Prompt – Look through the material below and give the number of lines where the string "glass" appears, without any other words.

Records supplied: Begin

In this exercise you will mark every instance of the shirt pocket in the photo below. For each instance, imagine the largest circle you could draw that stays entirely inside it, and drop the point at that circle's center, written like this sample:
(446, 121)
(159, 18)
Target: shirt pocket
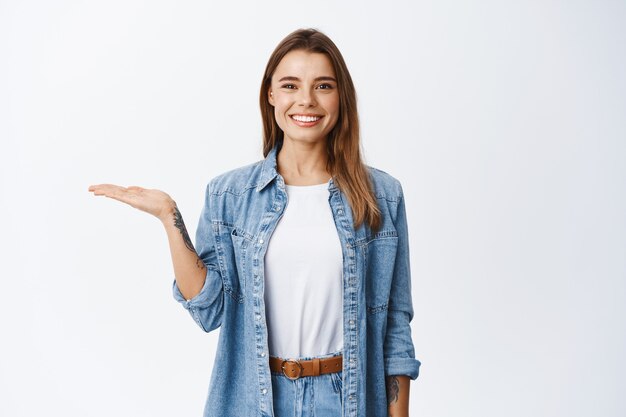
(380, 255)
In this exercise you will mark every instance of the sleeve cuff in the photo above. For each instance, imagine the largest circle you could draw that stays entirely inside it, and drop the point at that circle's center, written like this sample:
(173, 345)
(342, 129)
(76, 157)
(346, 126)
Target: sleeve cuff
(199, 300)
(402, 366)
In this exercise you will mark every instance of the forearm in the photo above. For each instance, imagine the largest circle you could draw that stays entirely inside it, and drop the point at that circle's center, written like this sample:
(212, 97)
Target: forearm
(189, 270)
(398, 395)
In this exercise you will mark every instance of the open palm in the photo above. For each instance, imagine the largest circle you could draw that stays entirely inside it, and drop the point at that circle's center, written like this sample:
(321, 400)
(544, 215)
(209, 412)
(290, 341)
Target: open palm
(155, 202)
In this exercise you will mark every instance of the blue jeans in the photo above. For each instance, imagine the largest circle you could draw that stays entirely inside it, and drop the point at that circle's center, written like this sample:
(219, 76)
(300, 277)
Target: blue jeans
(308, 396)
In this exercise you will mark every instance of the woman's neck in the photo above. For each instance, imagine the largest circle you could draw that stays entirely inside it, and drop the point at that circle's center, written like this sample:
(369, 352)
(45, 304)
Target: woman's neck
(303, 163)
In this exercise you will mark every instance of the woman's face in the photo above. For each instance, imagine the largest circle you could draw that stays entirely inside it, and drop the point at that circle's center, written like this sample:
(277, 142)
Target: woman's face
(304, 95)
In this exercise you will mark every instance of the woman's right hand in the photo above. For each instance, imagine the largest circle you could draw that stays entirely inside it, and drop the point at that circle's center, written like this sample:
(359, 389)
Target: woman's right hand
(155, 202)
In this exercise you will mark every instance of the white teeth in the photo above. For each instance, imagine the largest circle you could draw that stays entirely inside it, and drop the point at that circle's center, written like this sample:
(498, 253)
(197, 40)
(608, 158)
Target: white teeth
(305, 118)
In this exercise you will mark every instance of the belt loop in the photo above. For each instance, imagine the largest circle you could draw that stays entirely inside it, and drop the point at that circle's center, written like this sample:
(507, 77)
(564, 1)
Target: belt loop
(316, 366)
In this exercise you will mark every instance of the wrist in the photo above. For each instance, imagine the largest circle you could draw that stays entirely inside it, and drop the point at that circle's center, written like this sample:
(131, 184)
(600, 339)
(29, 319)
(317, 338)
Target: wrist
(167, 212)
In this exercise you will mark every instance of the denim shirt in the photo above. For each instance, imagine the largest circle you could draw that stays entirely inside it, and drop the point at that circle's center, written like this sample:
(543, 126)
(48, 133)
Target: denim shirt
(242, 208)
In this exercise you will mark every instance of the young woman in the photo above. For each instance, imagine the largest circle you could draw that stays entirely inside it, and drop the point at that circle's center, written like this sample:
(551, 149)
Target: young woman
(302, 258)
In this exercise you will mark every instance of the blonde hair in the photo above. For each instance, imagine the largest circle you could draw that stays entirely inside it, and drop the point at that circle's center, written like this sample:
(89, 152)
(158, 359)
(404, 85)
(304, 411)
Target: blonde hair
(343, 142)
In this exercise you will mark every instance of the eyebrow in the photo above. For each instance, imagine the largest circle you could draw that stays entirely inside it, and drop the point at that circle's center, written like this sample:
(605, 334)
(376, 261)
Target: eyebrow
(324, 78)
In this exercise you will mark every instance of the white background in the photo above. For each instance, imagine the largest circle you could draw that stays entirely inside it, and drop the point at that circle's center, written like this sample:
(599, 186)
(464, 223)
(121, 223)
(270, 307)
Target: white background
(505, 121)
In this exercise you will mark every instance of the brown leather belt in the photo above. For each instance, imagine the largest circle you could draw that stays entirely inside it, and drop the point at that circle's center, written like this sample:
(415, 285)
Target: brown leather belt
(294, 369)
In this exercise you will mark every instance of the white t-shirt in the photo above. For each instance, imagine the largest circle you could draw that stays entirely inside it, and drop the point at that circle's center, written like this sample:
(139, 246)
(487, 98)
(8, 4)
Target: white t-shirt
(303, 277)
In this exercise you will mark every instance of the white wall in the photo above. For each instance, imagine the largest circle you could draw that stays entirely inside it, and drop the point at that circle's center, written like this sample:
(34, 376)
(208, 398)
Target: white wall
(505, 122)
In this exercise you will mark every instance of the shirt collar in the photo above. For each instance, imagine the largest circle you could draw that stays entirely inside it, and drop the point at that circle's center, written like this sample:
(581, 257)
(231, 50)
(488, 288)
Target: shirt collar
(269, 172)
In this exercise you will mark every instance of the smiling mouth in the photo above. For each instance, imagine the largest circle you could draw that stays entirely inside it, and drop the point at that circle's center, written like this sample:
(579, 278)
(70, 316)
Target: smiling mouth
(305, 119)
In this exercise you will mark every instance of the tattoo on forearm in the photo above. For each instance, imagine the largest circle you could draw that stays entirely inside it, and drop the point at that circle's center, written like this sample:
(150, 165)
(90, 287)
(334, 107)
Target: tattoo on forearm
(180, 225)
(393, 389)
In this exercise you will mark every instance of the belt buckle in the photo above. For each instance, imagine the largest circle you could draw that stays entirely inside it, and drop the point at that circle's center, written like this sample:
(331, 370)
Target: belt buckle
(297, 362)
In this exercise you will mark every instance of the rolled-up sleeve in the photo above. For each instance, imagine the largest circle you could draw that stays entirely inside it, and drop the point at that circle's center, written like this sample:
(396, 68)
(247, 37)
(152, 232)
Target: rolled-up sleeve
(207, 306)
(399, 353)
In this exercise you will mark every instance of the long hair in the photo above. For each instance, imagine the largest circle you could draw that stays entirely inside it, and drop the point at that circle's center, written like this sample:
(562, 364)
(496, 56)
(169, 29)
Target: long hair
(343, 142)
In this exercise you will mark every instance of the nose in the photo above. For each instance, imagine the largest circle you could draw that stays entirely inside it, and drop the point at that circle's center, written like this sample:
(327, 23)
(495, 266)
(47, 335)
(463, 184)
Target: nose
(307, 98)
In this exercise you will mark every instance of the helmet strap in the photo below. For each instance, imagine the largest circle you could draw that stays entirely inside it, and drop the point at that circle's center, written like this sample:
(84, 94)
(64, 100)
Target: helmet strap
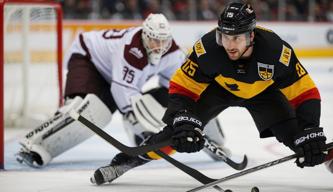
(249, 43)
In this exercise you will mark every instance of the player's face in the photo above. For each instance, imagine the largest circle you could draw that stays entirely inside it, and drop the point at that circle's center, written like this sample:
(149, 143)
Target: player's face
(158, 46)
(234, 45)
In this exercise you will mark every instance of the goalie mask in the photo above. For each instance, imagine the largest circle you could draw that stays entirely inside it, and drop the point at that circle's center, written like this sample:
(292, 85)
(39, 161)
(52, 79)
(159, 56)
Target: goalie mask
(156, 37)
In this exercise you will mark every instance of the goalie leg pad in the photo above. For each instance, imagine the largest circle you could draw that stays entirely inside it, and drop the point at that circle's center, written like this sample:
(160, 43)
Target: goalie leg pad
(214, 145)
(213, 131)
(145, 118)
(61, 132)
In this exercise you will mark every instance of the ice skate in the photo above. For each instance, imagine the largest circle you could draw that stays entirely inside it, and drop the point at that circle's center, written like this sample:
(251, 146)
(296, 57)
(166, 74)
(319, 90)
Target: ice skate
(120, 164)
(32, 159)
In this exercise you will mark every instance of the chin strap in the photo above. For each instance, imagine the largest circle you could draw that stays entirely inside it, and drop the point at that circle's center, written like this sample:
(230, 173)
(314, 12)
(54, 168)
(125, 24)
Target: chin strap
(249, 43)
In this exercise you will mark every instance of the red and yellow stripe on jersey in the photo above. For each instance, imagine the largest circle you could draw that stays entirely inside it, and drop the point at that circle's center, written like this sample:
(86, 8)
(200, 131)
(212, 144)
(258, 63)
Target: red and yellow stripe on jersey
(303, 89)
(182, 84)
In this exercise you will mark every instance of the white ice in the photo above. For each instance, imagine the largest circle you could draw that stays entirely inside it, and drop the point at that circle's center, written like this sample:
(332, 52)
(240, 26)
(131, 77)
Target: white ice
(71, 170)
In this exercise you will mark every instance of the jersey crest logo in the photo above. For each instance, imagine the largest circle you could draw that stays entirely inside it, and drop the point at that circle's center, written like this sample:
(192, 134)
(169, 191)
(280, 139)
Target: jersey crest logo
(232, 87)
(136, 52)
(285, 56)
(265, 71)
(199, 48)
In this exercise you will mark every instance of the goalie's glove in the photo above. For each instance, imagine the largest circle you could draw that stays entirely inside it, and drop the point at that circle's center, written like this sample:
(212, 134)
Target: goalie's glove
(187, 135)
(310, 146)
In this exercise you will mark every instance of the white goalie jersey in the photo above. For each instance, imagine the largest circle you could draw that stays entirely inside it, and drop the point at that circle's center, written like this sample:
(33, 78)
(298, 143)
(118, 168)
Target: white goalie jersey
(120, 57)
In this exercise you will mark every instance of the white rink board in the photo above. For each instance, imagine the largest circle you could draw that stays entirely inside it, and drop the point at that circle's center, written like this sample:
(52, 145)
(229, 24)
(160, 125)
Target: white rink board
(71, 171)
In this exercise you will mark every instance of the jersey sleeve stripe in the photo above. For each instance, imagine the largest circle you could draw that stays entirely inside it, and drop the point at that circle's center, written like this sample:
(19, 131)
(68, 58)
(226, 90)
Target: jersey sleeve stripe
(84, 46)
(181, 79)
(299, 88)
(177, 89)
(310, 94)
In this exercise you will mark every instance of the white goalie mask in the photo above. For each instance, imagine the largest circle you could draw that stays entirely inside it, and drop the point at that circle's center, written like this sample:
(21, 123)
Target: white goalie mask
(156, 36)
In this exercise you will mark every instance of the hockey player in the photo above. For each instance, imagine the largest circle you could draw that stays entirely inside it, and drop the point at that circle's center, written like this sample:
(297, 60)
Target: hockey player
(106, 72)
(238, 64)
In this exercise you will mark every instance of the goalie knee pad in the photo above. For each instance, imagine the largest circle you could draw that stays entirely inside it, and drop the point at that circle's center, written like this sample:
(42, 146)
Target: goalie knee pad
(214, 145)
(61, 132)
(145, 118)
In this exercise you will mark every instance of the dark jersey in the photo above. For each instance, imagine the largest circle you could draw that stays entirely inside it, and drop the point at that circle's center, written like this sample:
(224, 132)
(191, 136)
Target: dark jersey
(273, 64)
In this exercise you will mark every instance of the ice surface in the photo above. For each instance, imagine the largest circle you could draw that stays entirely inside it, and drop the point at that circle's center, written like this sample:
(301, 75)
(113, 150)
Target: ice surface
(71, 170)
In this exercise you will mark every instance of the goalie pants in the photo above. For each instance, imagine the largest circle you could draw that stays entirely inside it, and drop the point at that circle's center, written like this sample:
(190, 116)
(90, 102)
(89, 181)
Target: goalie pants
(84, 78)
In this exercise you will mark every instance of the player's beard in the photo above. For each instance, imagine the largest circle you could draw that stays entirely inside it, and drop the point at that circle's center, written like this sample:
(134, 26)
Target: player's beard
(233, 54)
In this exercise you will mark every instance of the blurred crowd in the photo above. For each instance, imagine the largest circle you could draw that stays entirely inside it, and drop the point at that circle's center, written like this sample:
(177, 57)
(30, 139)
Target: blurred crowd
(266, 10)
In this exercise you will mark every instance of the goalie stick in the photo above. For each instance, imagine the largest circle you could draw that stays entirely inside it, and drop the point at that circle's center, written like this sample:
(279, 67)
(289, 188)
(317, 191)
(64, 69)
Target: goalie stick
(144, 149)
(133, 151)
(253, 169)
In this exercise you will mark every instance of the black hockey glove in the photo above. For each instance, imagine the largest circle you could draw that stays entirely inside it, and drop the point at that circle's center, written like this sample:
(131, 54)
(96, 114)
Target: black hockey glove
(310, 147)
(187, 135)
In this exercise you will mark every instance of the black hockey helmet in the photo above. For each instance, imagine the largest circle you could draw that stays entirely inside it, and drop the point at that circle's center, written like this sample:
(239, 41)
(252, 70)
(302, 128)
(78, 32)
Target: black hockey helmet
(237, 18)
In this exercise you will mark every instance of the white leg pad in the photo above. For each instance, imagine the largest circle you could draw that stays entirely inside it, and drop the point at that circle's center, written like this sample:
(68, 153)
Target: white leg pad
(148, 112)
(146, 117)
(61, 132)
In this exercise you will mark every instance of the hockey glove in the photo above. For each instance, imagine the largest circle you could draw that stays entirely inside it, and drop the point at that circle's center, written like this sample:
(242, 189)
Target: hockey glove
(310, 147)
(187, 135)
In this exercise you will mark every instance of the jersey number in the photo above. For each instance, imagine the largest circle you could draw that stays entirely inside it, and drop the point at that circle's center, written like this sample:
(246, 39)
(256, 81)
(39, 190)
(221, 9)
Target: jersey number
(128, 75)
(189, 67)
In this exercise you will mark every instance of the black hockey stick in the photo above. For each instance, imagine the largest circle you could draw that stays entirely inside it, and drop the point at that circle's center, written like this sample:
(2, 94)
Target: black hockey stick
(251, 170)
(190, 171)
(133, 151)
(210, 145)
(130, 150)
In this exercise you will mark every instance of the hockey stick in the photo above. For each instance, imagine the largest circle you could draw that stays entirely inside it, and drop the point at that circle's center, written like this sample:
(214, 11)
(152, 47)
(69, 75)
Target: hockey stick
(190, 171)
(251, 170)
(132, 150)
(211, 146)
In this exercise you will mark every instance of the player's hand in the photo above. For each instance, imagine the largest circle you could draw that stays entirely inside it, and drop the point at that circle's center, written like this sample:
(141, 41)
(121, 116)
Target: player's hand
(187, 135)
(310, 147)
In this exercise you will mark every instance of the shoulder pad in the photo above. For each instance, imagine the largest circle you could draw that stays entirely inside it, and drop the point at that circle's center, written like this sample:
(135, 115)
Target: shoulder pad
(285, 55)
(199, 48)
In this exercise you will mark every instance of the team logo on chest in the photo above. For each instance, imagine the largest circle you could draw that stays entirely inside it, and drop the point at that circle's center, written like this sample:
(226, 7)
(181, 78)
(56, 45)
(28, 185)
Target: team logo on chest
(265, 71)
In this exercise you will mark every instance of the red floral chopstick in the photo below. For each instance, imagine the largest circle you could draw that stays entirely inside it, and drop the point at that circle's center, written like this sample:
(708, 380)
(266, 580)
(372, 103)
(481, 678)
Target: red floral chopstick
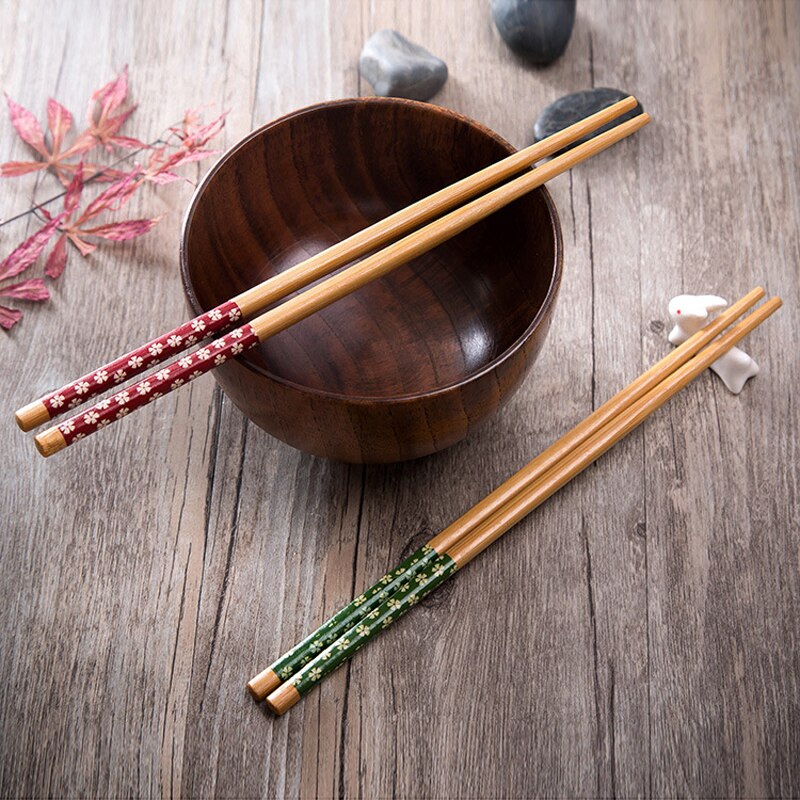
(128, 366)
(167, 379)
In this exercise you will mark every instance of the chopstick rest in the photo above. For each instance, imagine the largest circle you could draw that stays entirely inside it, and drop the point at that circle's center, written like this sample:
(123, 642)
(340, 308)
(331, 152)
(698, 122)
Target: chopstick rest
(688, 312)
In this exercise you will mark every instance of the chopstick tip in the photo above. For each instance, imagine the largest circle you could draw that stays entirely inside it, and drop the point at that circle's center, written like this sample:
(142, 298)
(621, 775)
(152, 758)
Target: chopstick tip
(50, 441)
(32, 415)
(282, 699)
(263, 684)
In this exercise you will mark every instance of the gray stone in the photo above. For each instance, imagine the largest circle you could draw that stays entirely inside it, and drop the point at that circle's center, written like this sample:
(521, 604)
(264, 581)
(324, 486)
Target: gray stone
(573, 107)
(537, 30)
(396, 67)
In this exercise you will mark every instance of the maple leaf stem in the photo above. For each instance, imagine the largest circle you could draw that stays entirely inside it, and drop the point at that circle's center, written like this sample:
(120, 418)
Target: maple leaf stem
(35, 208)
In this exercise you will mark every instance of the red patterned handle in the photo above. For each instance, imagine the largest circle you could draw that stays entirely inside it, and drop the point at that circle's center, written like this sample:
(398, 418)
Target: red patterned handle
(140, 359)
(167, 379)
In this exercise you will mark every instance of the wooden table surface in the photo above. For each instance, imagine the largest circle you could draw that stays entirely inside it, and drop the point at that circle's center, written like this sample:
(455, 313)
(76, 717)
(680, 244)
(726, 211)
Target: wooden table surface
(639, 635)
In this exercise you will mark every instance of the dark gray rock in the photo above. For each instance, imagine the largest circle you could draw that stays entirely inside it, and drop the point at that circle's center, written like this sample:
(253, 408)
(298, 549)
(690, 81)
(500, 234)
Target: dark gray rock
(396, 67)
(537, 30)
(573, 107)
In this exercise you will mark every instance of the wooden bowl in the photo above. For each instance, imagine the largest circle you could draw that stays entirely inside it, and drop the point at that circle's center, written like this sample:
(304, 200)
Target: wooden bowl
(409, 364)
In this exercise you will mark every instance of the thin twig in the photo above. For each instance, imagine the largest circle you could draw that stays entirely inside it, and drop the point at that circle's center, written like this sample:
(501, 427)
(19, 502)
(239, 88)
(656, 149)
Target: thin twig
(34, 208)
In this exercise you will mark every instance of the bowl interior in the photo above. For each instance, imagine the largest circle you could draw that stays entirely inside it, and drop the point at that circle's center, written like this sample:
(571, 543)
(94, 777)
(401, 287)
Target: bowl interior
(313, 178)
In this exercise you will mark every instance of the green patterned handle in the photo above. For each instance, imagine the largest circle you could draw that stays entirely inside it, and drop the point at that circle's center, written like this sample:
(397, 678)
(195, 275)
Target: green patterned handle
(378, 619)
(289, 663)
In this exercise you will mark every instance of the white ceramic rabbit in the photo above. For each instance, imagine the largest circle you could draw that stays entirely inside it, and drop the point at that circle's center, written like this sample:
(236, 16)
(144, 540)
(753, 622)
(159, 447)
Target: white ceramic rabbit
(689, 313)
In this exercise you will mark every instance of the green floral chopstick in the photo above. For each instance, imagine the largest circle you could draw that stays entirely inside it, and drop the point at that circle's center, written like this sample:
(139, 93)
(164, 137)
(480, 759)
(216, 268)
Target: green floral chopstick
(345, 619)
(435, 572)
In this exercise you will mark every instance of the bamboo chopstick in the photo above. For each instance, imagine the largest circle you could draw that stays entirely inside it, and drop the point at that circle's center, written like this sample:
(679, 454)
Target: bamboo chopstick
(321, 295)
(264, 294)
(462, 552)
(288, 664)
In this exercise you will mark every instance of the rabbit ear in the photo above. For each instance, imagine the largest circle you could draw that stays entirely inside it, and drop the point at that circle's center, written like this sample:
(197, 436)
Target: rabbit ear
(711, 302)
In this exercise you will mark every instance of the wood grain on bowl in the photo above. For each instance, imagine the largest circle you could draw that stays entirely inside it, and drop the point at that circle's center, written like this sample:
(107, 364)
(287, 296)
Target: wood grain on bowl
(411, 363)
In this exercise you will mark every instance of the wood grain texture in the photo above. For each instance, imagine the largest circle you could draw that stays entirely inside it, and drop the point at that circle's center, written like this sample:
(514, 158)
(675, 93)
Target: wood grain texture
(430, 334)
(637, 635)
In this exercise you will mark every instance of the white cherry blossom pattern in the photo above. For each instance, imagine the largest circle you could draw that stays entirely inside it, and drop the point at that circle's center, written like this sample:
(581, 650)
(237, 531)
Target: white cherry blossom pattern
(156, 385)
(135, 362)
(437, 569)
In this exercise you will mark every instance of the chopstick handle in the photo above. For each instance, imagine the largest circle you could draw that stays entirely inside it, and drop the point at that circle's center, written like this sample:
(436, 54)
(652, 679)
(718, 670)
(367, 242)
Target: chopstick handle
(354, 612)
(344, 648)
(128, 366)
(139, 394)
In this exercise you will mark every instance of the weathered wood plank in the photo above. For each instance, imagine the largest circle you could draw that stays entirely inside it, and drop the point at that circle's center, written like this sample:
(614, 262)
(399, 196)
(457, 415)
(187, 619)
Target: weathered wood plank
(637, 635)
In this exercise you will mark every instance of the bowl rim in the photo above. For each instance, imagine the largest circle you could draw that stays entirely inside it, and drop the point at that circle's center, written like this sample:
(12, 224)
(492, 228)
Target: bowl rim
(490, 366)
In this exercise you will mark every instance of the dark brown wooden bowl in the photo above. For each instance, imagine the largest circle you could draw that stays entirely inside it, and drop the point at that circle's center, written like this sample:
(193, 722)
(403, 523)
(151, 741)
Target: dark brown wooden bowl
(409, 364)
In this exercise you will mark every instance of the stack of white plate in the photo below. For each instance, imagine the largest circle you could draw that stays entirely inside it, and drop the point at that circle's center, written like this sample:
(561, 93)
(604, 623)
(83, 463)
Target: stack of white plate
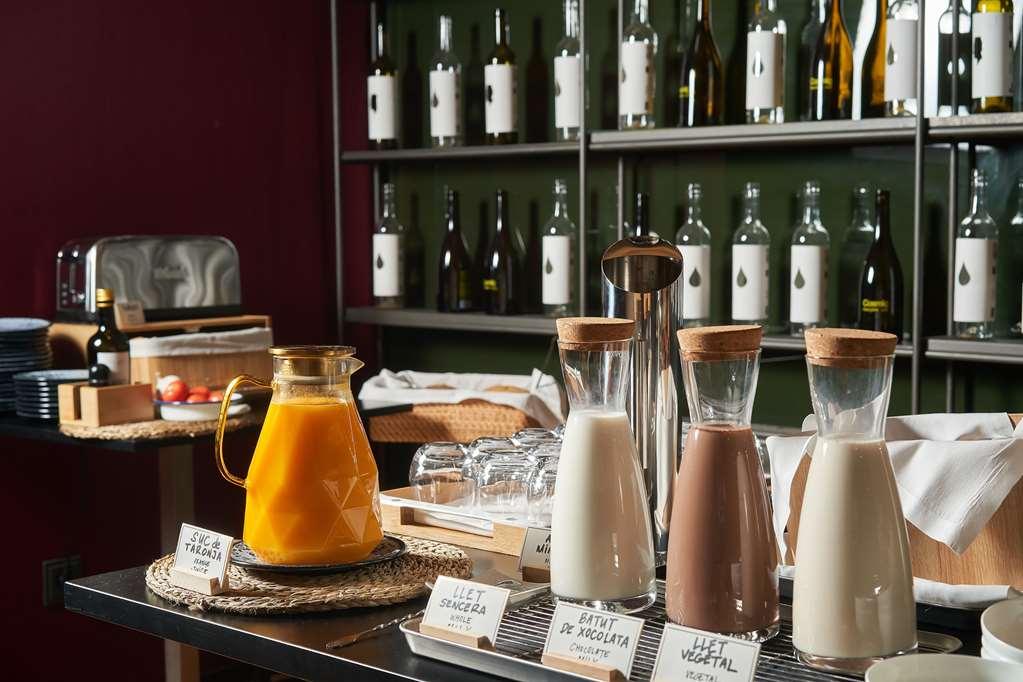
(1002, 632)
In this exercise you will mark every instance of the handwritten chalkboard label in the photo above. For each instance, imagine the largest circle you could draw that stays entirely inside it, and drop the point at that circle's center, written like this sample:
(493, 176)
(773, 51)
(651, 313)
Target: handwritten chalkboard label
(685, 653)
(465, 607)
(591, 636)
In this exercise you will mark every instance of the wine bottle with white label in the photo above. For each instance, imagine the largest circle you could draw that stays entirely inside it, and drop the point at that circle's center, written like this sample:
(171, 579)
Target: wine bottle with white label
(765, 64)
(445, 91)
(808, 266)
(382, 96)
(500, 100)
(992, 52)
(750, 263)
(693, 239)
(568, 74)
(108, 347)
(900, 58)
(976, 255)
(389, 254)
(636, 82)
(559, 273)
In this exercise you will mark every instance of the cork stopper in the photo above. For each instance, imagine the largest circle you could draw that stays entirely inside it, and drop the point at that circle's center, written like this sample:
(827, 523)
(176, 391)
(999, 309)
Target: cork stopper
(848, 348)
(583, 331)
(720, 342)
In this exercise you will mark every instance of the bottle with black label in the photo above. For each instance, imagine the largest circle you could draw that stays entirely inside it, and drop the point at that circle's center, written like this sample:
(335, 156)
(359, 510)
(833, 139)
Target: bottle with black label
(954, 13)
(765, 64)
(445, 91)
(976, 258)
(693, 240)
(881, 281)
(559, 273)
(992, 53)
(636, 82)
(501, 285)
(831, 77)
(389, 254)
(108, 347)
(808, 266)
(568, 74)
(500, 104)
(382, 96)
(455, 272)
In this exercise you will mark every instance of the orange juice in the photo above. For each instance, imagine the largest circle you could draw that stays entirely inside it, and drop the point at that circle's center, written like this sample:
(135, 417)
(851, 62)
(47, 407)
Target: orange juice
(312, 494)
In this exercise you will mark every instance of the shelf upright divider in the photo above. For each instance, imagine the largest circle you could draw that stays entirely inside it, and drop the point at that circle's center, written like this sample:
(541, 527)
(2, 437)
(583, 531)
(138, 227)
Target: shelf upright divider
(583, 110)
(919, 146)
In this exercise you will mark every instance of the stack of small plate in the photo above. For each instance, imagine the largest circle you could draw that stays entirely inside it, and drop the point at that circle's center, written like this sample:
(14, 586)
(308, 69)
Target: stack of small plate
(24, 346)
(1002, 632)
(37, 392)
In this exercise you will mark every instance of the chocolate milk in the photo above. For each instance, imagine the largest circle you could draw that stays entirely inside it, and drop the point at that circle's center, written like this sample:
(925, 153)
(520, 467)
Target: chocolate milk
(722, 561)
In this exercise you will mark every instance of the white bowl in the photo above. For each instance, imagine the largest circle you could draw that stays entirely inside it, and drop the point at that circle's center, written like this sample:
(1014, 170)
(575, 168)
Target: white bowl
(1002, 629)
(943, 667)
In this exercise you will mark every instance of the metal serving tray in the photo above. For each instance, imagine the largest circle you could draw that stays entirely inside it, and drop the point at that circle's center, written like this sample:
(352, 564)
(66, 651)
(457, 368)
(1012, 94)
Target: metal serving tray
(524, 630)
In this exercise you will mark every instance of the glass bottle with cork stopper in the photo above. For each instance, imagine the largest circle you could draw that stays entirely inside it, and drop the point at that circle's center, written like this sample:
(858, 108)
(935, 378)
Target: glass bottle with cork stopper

Records supplied: End

Output for this exercise – 2